--- Selected excerpt ---

The
interest earned on your savings bank deposits is likely to be credited
to your account every month, against the current practice of quarterly
transfers. The Reserve Bank of India (RBI) is likely to ask banks, as
early as Tuesday, the day of the thirdquarter review of its monetary
policy, to increase the frequency of interest payment on savings account
deposits. According to bankers, the regulator feels banks now have a
robust technology platform that can enable an increase in
frequency of
interest credit. Bankers confirm they have the required technology for
this. Following the deregulation of interest rates on savings bank
deposits in October 2011, banks have been free to decide
their respective interest rates. In April 2010, RBI had also mandated
them to compute savings deposit interest rates on a daily basis. They
could now be asked to credit interest regularly, irrespective of whether
or not an account is active. On the policy stance, RBI is expected to
cut its prime lending rate for the first time in nine months, by at
least 25 bps, bankers say.

--- Dataset excerpts ---

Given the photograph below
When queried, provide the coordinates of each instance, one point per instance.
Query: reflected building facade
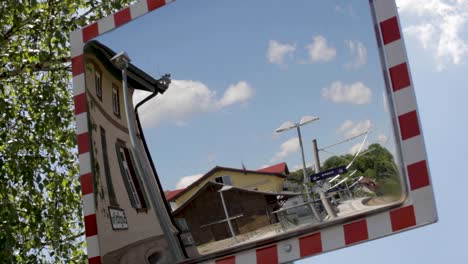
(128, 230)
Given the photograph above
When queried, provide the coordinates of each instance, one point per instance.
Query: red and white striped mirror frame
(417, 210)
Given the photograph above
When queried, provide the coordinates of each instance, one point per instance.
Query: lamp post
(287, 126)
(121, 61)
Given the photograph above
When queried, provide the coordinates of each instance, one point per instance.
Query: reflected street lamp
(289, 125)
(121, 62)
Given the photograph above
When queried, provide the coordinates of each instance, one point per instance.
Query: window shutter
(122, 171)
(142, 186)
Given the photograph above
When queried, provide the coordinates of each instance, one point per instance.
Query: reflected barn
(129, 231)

---
--- Dataset excerpts ---

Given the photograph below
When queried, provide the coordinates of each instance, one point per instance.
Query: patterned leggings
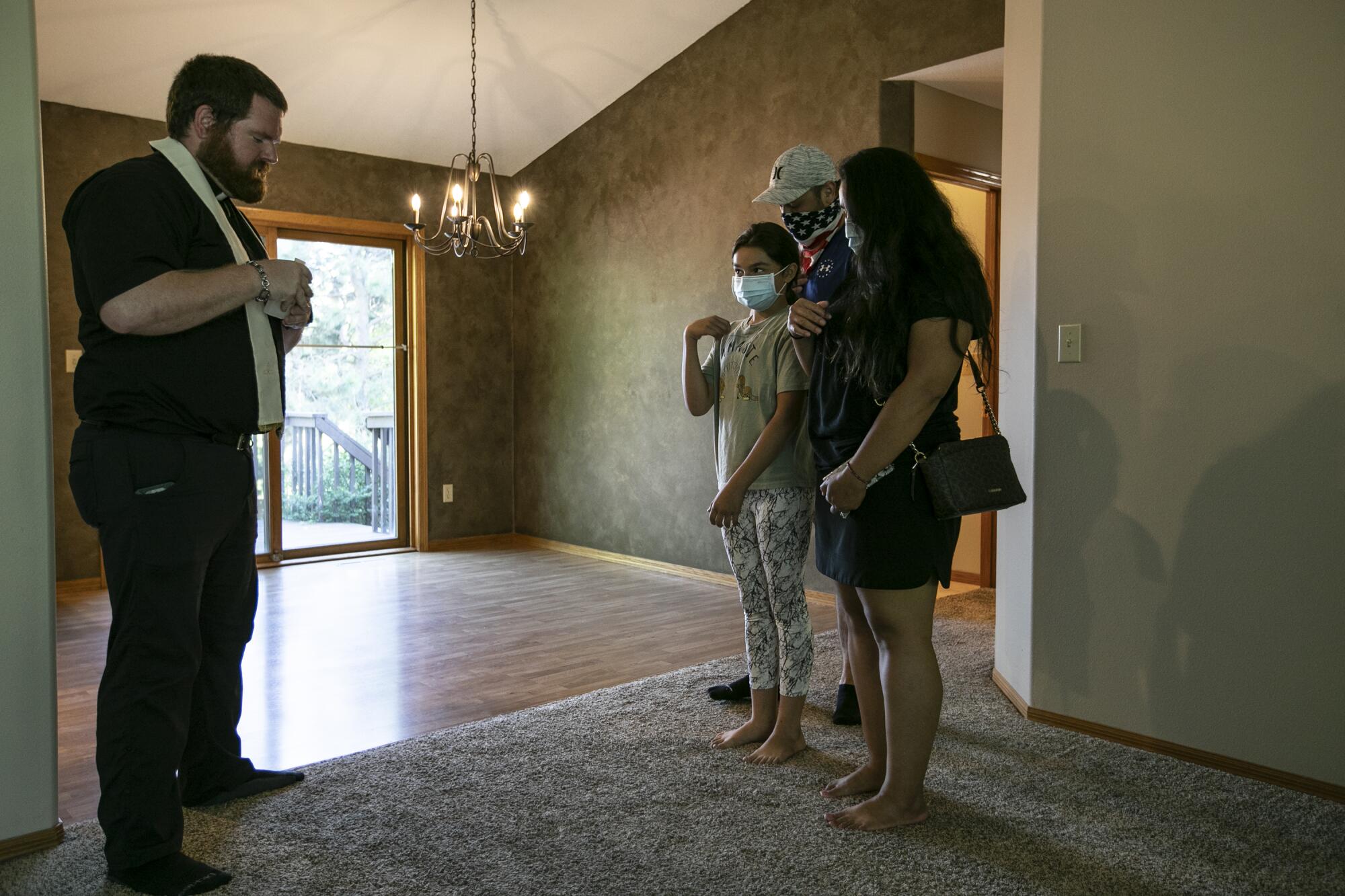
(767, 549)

---

→ Given problem 1: According to the savings interest article, why is the RBI likely to ask banks to credit savings account interest more often? Answer in one to three sentences.
→ Given problem 2: Go on with the savings interest article from its last sentence.

→ Right answer 1: According to bankers, the regulator feels that banks now have a robust technology platform that makes more frequent interest credit possible. Bankers confirm they have the technology this requires.

→ Right answer 2:
The central bank had last reduced the
policy rate, or the repo rate, in April 2012, by 50 bps, after a gap of
three years. It maintained astatus quo in the five policy reviews that
followed, as the inflation rate stayed above its comfort zone of 4.5- 5
per cent. The rate of inflation in December stood at its lowest in three
years, down to 7.18 per cent from 7.24 per cent the previous month. The
concerns around economic growth could prompt the central bank to
stimulate demand by cutting rates, analysts say. RBI could also draw
comfort from the government’s recent
initiatives to address the twin deficits — fiscal and current account.
Besides reforms like allowing foreign direct investment in multi- brand
retail and aviation, the government has also increased import duty on
gold by two percentage points to six per cent, to address high current
account deficit.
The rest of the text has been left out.